▸ **Task**: Could you rewrite the data below with each "photograph" swapped for "image" and everything else left unchanged?

▸ **Records for the task**:
■ ■ ■ ■ ■

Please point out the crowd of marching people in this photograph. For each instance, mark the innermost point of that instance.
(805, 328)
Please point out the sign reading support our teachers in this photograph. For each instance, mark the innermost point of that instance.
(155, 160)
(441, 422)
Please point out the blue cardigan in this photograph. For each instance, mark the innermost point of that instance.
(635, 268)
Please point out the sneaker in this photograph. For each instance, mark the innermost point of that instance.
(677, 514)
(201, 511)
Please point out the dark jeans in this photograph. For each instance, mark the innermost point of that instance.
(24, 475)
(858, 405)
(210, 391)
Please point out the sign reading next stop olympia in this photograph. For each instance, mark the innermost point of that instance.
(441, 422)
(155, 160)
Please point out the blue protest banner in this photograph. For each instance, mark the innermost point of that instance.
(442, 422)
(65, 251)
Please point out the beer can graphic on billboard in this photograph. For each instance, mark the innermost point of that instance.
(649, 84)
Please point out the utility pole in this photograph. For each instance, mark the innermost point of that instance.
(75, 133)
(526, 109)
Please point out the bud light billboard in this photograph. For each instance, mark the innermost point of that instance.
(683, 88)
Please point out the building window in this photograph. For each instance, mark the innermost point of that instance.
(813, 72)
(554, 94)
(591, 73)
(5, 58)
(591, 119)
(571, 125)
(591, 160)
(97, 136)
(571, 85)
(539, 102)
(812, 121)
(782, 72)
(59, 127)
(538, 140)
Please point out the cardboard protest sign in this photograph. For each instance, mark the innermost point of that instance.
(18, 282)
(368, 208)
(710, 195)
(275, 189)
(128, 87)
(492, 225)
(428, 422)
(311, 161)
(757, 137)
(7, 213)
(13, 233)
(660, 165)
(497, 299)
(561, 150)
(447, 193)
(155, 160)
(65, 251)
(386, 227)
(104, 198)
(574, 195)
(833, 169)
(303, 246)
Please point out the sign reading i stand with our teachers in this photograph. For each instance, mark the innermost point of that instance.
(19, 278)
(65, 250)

■ ■ ■ ■ ■

▸ **Written reply**:
Please point out the crowd of marching people in this image. For each instance, mark the innermost point of that instance.
(805, 328)
Please point out the sign reading support our teachers in this image. For each instance, mark the innermost point of that instance.
(155, 160)
(441, 422)
Please point out the blue cardigan in this image. For each instance, mark the innermost point of that instance.
(635, 268)
Please point out the sneaker in this image. For each instance, mark the innermost point of that instance.
(677, 514)
(201, 511)
Please point out the dark jeans in this image. For each instance, mark the innermost point of that instance.
(24, 475)
(858, 405)
(210, 391)
Please point out the sign reading next stop olympia in this image. For each instance, mark the innermost point of that instance.
(441, 422)
(155, 160)
Please point out the blue protest banner in this image. For each instance, mark the innermost point of that instance.
(442, 422)
(65, 251)
Please point out the beer can graphic on billboard in this image. For each instance, mark the innermost point of that instance.
(649, 84)
Please point out the utility pole in this image. For each instance, mark the innermost point of that instance.
(75, 133)
(526, 109)
Please point out the bud light billboard in this image. For each instance, mark the innermost point of that instance.
(683, 88)
Please point out the building window in this image. For each instance, mark the innermost point of that instance.
(813, 72)
(554, 94)
(591, 73)
(5, 58)
(591, 119)
(571, 125)
(591, 160)
(97, 136)
(571, 85)
(539, 102)
(812, 121)
(782, 72)
(59, 127)
(538, 140)
Please point out the cardboard protest sign in this image. For each instance, mark the innermost point of that instance.
(18, 282)
(368, 208)
(710, 195)
(275, 189)
(128, 87)
(492, 225)
(428, 422)
(311, 161)
(757, 137)
(7, 213)
(13, 233)
(660, 165)
(497, 299)
(561, 150)
(447, 193)
(155, 160)
(65, 251)
(386, 227)
(104, 198)
(574, 195)
(833, 169)
(303, 246)
Please point out the sign reading i stand with our teachers in this image. For each instance, mark the innermost point of that instance.
(19, 278)
(65, 250)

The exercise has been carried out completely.